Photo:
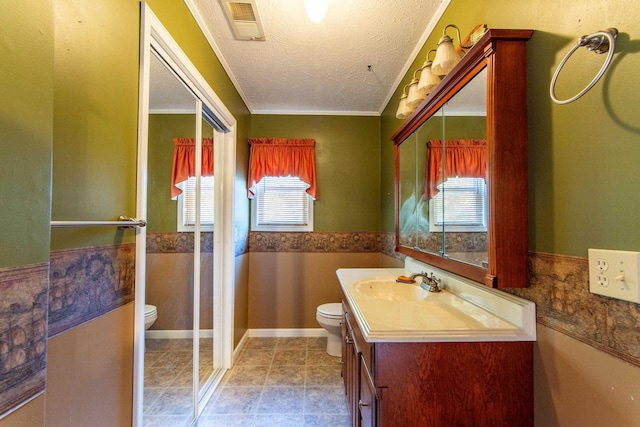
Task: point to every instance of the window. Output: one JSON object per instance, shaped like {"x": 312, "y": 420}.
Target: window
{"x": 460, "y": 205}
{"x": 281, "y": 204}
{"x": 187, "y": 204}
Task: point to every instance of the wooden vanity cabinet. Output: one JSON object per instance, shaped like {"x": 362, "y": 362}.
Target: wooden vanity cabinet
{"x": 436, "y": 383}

--

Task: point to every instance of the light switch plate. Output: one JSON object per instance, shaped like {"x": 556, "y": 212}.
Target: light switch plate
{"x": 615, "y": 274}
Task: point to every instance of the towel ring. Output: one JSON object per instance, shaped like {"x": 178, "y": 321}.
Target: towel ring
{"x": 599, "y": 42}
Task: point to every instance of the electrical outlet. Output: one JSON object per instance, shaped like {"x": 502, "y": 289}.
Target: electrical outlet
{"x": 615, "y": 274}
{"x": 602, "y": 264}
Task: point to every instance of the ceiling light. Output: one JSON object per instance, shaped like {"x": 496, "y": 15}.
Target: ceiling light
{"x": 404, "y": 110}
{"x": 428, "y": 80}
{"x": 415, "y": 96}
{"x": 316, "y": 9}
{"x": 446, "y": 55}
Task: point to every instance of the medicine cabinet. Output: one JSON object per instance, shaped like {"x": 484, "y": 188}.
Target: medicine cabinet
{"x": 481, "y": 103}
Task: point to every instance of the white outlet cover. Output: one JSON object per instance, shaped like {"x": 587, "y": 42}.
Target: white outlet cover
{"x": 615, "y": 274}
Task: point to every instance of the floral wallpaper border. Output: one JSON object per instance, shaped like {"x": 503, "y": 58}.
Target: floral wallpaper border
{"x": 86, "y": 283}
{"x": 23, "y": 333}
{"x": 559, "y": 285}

**Assignment:** A single number is required: how many lines in these records contain "shaped".

**Output of the task:** 9